> _Article_
<<<<

March 10, 2020

Tagliatelle al Prosciutto

A stunning pasta dish whose secret lies in its top quality ingredients; it is also quick and easy to put together. .

Ingredients PER PERSON (multiply as needed) 
about 100g/3.5 oz of fresh tagliatelle (egg noodles) 
60g of minced Prosciutto Crudo di Parma*
1 walnut sized nob of sweet, unsalted butter
2-3 tablespoons of 26 months or more Parmigiano-Reggiano, freshly grated
*If you can’t find it already minced, then mince it yourself with a mezzaluna or in a food processor.
Method
  1. Prep your ingredients
  2. Make the pasta … and roll it thin! (you can do this several hours beforehand) 
  3. Melt the butter in a saucepan over low heat, toss in the prosciutto and break it up, toss around for a minute or so
  4. Cook the fresh pasta in boiling, salted water (about 2-3 minutes)
  5. Drain pasta and toss with butter and prosciutto
  6. Sprinkle the parmigiano cheese on top
  7. Dig in: rejoice in all things simple!

A note about the ingredients and balance:
The difference between a “just okay” and “amazing” dish has EVERYTHING to do with the quality of your ingredients. Herein lies the secret of Italian food, get the best ingredients you can get your hands on. It doesn’t have to be expensive, it has to be very good though.

>>>>

> _Challenges_
1. According to the tagliatelle al prosciutto recipe, how much fresh tagliatelle should each person get?
2. Extend the tagliatelle al prosciutto recipe by writing the next few sentences of its note about ingredients and balance.

> _Record excerpts_
<<<<

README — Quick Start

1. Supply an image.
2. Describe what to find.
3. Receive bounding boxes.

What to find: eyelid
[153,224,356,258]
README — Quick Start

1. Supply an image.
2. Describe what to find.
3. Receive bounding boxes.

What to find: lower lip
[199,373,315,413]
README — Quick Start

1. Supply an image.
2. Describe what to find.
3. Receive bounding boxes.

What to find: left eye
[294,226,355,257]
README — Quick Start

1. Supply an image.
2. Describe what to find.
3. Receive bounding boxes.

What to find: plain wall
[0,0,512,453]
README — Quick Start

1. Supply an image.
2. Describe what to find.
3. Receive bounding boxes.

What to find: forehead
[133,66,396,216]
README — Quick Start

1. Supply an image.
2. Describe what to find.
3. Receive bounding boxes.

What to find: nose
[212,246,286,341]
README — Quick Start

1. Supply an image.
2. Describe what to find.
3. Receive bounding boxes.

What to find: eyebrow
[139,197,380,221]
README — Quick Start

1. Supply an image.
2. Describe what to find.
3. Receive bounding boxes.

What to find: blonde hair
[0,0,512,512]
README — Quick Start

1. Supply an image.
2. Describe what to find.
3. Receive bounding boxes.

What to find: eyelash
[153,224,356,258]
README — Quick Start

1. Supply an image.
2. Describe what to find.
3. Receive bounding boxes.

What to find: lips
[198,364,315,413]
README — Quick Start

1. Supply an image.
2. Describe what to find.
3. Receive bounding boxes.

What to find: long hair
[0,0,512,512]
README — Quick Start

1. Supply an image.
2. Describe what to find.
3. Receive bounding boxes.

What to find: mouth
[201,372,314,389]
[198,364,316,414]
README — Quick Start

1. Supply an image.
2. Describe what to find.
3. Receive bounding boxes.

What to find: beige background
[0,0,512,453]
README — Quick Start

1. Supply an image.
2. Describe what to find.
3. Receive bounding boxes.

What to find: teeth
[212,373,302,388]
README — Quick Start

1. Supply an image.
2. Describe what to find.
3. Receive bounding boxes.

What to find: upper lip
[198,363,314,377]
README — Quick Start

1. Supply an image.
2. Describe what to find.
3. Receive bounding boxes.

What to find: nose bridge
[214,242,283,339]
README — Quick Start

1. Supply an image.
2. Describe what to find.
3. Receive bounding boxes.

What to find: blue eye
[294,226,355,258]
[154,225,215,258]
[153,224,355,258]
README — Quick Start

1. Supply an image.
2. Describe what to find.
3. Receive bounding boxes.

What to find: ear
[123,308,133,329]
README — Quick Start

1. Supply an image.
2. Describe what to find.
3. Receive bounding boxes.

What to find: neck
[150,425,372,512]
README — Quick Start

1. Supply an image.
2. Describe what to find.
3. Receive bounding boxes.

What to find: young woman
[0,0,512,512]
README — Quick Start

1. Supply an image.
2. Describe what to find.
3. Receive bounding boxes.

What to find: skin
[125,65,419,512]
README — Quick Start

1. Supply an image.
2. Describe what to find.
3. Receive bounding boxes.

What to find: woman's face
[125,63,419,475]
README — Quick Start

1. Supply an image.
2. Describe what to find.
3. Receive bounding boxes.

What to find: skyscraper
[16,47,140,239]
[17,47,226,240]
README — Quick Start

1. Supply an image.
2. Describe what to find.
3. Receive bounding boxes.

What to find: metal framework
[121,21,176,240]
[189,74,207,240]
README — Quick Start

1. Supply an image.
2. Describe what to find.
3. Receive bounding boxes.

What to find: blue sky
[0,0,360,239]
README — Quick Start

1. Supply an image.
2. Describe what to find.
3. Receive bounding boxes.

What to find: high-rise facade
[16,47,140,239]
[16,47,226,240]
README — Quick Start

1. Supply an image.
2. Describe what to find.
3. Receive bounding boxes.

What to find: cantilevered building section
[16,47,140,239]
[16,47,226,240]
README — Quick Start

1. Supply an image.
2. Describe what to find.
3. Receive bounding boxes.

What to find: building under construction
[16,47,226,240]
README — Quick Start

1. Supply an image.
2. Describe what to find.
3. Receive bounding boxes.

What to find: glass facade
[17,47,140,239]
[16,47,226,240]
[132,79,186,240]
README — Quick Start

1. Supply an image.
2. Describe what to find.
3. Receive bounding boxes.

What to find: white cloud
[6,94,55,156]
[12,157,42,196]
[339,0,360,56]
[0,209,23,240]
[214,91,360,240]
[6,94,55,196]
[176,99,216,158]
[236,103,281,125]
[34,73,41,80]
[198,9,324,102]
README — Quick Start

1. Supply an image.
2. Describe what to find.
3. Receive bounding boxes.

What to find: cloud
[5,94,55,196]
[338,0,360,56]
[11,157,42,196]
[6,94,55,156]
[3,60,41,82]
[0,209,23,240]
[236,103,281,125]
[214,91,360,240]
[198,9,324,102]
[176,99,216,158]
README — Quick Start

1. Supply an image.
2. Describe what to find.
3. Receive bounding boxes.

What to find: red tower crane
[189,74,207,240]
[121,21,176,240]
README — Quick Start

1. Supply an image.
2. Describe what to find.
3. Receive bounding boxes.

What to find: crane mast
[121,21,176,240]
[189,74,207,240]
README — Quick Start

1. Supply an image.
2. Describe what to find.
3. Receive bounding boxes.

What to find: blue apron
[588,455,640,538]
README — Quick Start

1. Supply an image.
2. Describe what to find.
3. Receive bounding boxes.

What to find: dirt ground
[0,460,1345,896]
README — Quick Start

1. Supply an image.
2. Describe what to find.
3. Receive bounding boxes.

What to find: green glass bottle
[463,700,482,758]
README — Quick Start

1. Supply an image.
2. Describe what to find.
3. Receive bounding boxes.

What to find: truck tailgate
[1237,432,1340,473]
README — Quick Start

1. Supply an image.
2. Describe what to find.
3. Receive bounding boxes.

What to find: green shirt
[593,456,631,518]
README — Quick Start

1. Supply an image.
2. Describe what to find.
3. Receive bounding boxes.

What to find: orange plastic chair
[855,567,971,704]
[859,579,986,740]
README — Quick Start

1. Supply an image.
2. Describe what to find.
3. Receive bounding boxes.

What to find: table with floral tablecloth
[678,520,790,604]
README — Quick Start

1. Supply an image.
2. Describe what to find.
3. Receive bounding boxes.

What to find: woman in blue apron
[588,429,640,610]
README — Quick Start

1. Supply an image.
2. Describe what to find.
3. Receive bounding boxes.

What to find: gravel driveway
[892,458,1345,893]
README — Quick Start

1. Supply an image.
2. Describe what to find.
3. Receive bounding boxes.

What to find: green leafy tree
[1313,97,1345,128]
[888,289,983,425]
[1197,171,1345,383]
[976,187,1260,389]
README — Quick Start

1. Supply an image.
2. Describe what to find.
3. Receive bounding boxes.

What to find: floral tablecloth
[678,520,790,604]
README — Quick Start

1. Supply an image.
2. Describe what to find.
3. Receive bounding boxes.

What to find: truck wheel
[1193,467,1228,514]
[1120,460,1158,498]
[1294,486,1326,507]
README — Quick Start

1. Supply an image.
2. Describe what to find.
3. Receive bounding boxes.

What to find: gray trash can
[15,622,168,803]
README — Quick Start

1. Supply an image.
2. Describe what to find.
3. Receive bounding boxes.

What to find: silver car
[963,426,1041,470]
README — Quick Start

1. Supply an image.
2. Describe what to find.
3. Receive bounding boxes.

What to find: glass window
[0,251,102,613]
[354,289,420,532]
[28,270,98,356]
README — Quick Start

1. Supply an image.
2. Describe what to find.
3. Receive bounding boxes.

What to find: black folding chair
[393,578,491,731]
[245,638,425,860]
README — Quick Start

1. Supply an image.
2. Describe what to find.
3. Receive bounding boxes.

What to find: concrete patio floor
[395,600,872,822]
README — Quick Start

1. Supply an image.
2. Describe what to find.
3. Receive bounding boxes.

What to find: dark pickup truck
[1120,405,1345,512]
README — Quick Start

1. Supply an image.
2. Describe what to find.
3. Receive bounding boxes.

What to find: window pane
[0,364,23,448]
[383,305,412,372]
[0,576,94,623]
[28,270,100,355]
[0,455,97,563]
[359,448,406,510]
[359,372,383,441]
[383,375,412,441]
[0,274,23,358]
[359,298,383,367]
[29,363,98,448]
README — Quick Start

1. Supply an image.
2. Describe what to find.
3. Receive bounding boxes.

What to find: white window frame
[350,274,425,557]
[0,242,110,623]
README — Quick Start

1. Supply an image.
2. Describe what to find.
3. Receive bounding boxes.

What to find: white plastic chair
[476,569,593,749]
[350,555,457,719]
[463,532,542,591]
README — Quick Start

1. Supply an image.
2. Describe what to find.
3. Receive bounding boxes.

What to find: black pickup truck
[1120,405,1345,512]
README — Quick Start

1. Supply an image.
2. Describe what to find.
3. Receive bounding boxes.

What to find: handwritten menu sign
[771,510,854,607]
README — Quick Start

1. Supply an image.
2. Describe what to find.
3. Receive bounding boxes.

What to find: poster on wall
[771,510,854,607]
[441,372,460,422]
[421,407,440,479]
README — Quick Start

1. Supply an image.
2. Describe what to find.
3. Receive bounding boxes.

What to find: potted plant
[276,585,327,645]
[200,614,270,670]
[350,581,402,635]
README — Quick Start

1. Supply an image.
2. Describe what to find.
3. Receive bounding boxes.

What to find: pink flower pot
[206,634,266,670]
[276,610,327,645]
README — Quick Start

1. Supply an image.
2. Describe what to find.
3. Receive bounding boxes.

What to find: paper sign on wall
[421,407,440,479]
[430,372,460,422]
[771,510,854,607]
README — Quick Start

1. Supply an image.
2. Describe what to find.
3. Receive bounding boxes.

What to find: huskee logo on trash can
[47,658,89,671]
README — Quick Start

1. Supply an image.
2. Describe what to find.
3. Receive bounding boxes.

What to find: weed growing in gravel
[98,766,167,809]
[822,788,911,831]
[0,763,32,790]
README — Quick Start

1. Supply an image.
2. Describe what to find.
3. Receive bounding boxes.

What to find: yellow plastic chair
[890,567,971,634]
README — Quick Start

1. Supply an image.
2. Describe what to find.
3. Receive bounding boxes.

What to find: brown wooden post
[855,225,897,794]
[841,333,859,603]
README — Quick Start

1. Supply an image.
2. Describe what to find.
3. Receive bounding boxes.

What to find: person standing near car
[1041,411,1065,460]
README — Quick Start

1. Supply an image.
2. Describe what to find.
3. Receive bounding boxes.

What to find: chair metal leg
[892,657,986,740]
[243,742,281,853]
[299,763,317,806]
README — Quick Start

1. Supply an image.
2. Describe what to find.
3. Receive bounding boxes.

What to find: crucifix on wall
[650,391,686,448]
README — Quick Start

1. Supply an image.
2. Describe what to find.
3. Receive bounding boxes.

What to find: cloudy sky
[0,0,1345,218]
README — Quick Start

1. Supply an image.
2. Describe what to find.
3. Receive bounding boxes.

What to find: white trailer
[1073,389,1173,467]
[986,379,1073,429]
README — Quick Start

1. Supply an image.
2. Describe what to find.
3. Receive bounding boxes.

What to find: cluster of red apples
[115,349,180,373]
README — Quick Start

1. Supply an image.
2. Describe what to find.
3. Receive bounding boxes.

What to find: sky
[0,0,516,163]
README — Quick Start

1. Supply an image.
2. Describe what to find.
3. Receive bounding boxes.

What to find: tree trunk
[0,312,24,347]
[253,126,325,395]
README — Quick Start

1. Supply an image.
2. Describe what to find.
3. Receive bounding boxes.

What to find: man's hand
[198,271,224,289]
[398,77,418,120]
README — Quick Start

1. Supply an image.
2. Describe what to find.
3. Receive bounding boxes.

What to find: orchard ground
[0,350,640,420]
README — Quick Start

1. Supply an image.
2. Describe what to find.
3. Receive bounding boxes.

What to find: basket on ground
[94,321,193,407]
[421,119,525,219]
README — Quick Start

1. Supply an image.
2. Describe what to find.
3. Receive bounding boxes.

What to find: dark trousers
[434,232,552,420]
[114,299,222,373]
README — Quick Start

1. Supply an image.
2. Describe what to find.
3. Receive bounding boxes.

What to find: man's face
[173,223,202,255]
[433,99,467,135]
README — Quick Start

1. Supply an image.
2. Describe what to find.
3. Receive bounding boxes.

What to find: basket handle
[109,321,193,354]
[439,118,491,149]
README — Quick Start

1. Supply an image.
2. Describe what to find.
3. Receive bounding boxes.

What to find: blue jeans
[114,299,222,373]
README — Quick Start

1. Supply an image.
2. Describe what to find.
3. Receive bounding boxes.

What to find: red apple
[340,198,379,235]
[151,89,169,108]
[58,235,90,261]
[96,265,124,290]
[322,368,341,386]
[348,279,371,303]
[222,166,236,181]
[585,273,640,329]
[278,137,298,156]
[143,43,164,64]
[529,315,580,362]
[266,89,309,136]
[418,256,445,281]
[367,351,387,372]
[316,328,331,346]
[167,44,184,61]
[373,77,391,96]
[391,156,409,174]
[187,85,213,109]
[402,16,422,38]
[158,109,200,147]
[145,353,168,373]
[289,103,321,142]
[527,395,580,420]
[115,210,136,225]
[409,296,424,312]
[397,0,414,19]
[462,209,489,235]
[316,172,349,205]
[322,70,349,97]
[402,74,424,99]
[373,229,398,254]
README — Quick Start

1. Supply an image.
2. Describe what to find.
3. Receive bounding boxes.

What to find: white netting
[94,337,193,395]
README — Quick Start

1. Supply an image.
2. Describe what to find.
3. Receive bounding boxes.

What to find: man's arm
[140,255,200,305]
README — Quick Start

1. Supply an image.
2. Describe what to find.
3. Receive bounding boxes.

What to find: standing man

>>>>

> _Answers to the problems_
1. About 100g (3.5 oz) of fresh tagliatelle per person.

2.
So make sure that you are using the best tasting sweet, unsalted butter; it should taste creamy. The the prosciutto crudo should NOT be salty, if it is genuine Prosciutto di Parma (look for the distintive crown marking on the ham or package) it won’t be salty. The Parmigiano Reggiano cheese should be freshly grated and aged over 24 months, preferably 30 -36 months old. Why? because the taste of Parmigiano Reggiano changes as it ages: the younger 12-18 months has creamy and caramel type notes whereas the older 30-36 months has nutty notes and has more umami (do I dare say that?).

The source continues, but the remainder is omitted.